`National Grid', the UK electric transmission system operator, publishes details about its system's network and loading. This is interesting even just `for fun' to get an idea of the system parameters, and it's particularly handy for people needing some realistic system data for testing their ideas about load-flows, changes in generation siting, reliability etc.
The available data is only about the network and
about basics of the connected capacity. (I.e. it is not that
holy grail, the complete network, with dynamic models of all
significant connected equipment, along with loads of data on
actual disturbances, operating conditions and time-development,
that would permit a full transient analysis by a method of
our choosing, and comparison with the real results.)
This is perhaps in part because the network operator isn't responsible
for the generators.
The system in Scotland has always been
distinct, but now (valid:2008) the same company operates the
Scottish transmission system as well as the England and Wales
system, making the data more thoroughly `GB' (Britain). The
term `UK' is often applied, which should include Northern Ireland;
that system is operated separately, but with a DC interconnector.
In the back of the Seven Year Statements (under `Electricity' on the `National Grid' homepage) there are sets of network data; recently, these have also become available as `online downloads' in forms more useful than PDF for automatic input to calculation programs.
As a rather fun extra, the instantaneous demand, interconnector
power, and frequency, can be seen on the web, along with hour
and day charts: e.g. 1-hour
Demand and
Frequency.
Or, you might prefer my plots of frequency, load and flows for the last 24h period,
last week and last month. The (quarter-hourly) data can be a little jumpy sometimes,
when the source website doesn't update things, but it's still quite interesting to see:
uk_ng_last_month.pdf,
uk_ng_last_week.pdf,
uk_ng_last_24h.pdf.
The source data and scripts for getting and plotting it are
here.
The following are notes I made on data from the 2007 annual report, just to get a reminder of the sorts of powers, impedances, short-circuit currents, etc. involved. Rather than fool around putting them into html, I'll just have them as text.
Note some terminology (not all from the previously referenced annual reports and seven-year statements).

(Exercise goal) In the page on National Grid system data, retype everything from "The available data" down to "the real results.)" word for word.

(Rows of box annotation data)
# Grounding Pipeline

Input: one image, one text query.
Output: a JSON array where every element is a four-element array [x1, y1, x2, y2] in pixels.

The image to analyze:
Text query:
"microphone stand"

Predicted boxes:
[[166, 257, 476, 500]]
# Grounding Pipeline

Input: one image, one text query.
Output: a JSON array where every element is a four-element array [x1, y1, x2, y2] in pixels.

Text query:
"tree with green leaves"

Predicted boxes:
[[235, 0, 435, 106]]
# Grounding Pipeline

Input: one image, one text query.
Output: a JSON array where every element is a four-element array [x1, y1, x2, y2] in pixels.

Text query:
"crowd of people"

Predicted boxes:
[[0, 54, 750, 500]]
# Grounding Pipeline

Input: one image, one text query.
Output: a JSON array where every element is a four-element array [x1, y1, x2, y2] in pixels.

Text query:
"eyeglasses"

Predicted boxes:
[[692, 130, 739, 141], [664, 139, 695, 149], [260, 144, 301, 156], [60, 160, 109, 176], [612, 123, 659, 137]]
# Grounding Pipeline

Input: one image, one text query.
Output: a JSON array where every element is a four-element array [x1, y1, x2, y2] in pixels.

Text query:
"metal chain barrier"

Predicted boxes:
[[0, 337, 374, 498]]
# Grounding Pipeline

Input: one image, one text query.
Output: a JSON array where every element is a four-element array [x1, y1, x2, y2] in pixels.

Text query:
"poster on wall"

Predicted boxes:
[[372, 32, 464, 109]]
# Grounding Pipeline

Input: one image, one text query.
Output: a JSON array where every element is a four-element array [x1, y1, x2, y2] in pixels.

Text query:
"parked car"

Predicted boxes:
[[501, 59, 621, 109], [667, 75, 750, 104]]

(Answer for the task)
The available data is only about the network and
about basics of the connected capacity. (I.e. it is not that
holy grail, the complete network, with dynamic models of all
significant connected equipment, along with loads of data on
actual disturbances, operating conditions and time-development,
that would permit a full transient analysis by a method of
our choosing, and comparison with the real results.)